- Exercise instructions
Reproduce every line of the records below without changing a single character.

- Data
● ● ● ●

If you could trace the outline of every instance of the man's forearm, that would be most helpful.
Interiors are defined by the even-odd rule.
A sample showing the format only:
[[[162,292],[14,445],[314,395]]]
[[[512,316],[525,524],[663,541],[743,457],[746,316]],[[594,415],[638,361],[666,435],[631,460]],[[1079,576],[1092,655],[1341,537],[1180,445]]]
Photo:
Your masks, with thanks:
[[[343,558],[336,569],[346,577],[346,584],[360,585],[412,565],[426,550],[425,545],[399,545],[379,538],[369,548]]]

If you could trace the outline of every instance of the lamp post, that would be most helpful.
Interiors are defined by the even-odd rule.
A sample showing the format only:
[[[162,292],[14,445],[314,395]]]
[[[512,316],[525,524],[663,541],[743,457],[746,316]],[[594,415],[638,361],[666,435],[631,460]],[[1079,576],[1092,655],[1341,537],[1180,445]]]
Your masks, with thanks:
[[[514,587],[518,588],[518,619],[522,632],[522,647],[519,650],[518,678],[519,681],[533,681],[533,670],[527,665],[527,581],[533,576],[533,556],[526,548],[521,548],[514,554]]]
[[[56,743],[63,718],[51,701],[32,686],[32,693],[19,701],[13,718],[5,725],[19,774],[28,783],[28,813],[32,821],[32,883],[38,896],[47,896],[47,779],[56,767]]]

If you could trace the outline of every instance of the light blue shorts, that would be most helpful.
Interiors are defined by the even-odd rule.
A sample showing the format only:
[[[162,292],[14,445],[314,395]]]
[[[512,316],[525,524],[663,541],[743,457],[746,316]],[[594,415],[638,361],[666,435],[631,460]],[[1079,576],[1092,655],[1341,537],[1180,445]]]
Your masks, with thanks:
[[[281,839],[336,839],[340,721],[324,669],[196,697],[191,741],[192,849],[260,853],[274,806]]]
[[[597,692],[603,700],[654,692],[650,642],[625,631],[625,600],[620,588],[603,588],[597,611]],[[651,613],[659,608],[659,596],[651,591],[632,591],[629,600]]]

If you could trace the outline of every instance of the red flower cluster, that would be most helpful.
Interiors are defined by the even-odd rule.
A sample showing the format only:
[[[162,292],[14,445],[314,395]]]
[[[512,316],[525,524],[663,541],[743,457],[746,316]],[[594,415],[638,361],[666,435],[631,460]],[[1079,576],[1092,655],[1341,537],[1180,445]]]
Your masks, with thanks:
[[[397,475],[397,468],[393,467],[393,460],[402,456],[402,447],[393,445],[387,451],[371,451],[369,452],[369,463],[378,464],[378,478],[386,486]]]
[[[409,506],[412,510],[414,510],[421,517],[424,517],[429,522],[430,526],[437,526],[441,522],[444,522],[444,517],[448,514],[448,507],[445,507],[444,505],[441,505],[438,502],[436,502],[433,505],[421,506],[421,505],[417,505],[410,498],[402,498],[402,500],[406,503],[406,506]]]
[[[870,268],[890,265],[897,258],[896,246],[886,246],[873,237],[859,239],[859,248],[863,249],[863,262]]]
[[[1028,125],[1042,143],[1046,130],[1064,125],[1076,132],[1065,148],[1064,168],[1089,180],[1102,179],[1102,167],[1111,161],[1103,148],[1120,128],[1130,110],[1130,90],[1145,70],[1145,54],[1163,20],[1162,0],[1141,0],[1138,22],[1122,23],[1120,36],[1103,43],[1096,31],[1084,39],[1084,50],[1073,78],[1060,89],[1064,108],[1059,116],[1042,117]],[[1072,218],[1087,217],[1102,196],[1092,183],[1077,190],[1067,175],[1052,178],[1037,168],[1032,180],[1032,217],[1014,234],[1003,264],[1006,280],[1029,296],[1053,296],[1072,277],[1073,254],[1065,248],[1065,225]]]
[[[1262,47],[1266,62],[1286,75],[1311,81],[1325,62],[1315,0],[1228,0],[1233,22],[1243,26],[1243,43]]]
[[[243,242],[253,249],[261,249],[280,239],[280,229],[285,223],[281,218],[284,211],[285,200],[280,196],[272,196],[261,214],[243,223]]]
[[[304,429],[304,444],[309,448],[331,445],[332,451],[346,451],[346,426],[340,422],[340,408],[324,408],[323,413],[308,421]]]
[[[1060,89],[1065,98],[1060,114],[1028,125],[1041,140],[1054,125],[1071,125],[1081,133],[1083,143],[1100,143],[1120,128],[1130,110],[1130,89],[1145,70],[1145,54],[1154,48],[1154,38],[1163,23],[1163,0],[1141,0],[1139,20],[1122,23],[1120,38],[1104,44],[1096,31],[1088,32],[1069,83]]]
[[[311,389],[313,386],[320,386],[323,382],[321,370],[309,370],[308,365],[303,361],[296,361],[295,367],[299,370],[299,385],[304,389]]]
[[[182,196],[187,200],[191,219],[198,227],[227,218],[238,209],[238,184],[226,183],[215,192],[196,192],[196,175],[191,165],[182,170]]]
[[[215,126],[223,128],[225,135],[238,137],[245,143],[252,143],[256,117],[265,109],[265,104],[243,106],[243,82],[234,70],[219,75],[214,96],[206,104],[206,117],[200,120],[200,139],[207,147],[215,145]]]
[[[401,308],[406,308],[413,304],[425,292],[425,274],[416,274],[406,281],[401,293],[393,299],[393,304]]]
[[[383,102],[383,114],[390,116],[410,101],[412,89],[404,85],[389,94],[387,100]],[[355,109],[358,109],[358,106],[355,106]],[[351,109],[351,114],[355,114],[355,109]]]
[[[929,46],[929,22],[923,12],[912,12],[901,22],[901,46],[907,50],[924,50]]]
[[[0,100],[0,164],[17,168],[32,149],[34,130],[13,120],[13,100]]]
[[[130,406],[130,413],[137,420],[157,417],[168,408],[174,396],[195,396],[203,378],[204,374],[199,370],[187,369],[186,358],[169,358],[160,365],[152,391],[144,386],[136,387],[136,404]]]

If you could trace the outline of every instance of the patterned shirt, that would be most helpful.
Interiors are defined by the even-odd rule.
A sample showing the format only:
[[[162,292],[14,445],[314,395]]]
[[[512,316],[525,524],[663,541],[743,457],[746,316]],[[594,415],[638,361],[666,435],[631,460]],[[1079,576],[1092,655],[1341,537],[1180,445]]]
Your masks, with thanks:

● ● ● ●

- Result of this exercise
If you could trace the outline of every instance of the man's forearm, that would be most helpful.
Interiors are defined by the even-odd rule.
A sample showing the format only:
[[[162,292],[14,445],[314,395]]]
[[[512,316],[525,524],[663,541],[743,457],[746,316]],[[594,415],[638,361],[666,435],[631,460]],[[1079,576],[1092,655],[1341,537],[1180,445]]]
Photo:
Your masks, with thanks:
[[[343,558],[336,569],[346,577],[346,584],[360,585],[412,565],[426,550],[425,545],[399,545],[379,538],[369,548]]]

If you could trace the outline of every instance of the lamp post, that would be most helpful.
Interiors are defined by the even-odd rule.
A sample showing the format only:
[[[162,292],[14,445],[314,395]]]
[[[512,316],[525,524],[663,541],[743,457],[746,316]],[[594,415],[638,361],[666,435],[631,460]],[[1079,576],[1092,655],[1341,537],[1180,445]]]
Your masks, with thanks:
[[[514,587],[518,588],[518,619],[522,632],[522,647],[519,650],[518,678],[519,681],[533,681],[533,670],[527,665],[527,581],[533,576],[533,556],[526,548],[521,548],[514,554]]]
[[[56,743],[63,718],[51,701],[32,686],[32,693],[19,701],[13,718],[5,725],[19,774],[28,783],[28,813],[32,821],[32,883],[38,896],[47,896],[47,779],[56,767]]]

If you could trace the outline of every instance of the light blue shorts, that would be most helpful.
Interiors are defined by the even-odd rule.
A sample showing the format only:
[[[162,292],[14,445],[314,395]]]
[[[512,316],[525,524],[663,541],[743,457],[746,316]],[[594,415],[638,361],[666,435],[631,460]],[[1079,576],[1092,655],[1341,537],[1180,445]]]
Your masks, with thanks:
[[[281,839],[336,839],[340,721],[324,669],[196,697],[191,741],[192,849],[260,853],[274,806]]]
[[[597,692],[603,700],[654,692],[650,642],[625,631],[625,600],[620,588],[603,588],[597,611]],[[651,613],[659,608],[659,596],[651,591],[632,591],[629,600]]]

If you could trace the outline of every instance of the red flower cluster, that would be most helpful.
Interiors are defined by the even-odd rule.
A sample showing the format only:
[[[162,292],[14,445],[314,395]]]
[[[512,316],[525,524],[663,541],[743,457],[746,316]],[[594,415],[638,361],[666,435],[631,460]],[[1079,576],[1092,655],[1341,537],[1180,445]]]
Your masks, with thanks:
[[[397,475],[397,468],[393,467],[393,460],[402,456],[402,447],[393,445],[387,451],[371,451],[369,452],[369,463],[378,464],[378,478],[386,486]]]
[[[409,506],[412,510],[414,510],[421,517],[424,517],[429,522],[430,526],[437,526],[441,522],[444,522],[444,517],[448,514],[448,507],[445,507],[444,505],[441,505],[438,502],[436,502],[433,505],[421,506],[421,505],[417,505],[410,498],[402,498],[402,500],[406,503],[406,506]]]
[[[870,268],[890,265],[897,258],[896,246],[886,246],[873,237],[859,239],[859,248],[863,249],[863,262]]]
[[[1028,125],[1042,143],[1046,130],[1064,125],[1076,132],[1065,148],[1064,168],[1089,180],[1102,179],[1102,167],[1111,161],[1103,148],[1120,128],[1130,110],[1130,90],[1145,70],[1145,54],[1163,20],[1162,0],[1141,0],[1138,22],[1122,23],[1120,36],[1103,43],[1096,31],[1084,39],[1084,50],[1073,78],[1060,89],[1064,108],[1059,116],[1042,117]],[[1072,218],[1087,217],[1102,196],[1092,183],[1077,190],[1067,175],[1052,178],[1037,168],[1032,180],[1032,217],[1014,234],[1003,264],[1006,280],[1029,296],[1053,296],[1072,277],[1073,254],[1065,248],[1065,225]]]
[[[1262,47],[1266,62],[1286,75],[1311,81],[1325,62],[1315,0],[1228,0],[1233,22],[1243,26],[1243,43]]]
[[[243,242],[253,249],[261,249],[280,239],[280,229],[285,223],[281,218],[284,211],[285,200],[280,196],[272,196],[261,214],[243,223]]]
[[[304,429],[304,444],[309,448],[331,445],[332,451],[346,451],[346,426],[340,422],[340,408],[324,408],[323,413],[308,421]]]
[[[1060,89],[1065,98],[1060,114],[1028,125],[1041,140],[1054,125],[1071,125],[1081,133],[1083,143],[1100,143],[1120,128],[1130,110],[1130,89],[1145,70],[1145,54],[1154,48],[1154,38],[1163,23],[1163,0],[1141,0],[1139,20],[1122,23],[1120,38],[1104,44],[1096,31],[1088,32],[1069,83]]]
[[[311,389],[313,386],[320,386],[323,382],[321,370],[309,370],[308,365],[303,361],[296,361],[295,367],[299,370],[299,385],[304,389]]]
[[[182,196],[187,200],[191,219],[198,227],[227,218],[238,209],[238,184],[226,183],[215,192],[196,192],[196,175],[191,165],[182,170]]]
[[[215,126],[223,128],[225,135],[238,137],[245,143],[252,143],[256,117],[265,109],[265,104],[243,106],[243,82],[234,70],[219,75],[214,96],[206,104],[206,117],[200,120],[200,139],[207,147],[215,145]]]
[[[401,308],[406,308],[413,304],[425,292],[425,274],[416,274],[406,281],[401,293],[393,299],[393,304]]]
[[[383,102],[383,114],[390,116],[410,101],[412,89],[404,85],[389,94],[387,100]],[[355,109],[358,109],[358,106],[355,106]],[[351,109],[351,114],[355,114],[355,109]]]
[[[929,46],[929,22],[923,12],[912,12],[901,22],[901,46],[907,50],[924,50]]]
[[[0,100],[0,164],[17,168],[32,149],[34,130],[13,120],[13,100]]]
[[[130,406],[130,413],[137,420],[157,417],[168,408],[174,396],[195,396],[203,378],[204,374],[199,370],[187,369],[186,358],[169,358],[160,365],[152,391],[144,386],[136,387],[136,404]]]

If you could trace the outline of every instance of the patterned shirt, that would be most helpful.
Interiors are defined by the even-odd rule.
A sample showing the format only:
[[[162,292],[14,445],[314,395]]]
[[[512,316],[525,524],[663,541],[743,457],[746,316]],[[594,415],[638,361],[666,435],[631,460]],[[1079,576],[1092,655],[1341,537],[1180,445]]]
Your masks, with thanks:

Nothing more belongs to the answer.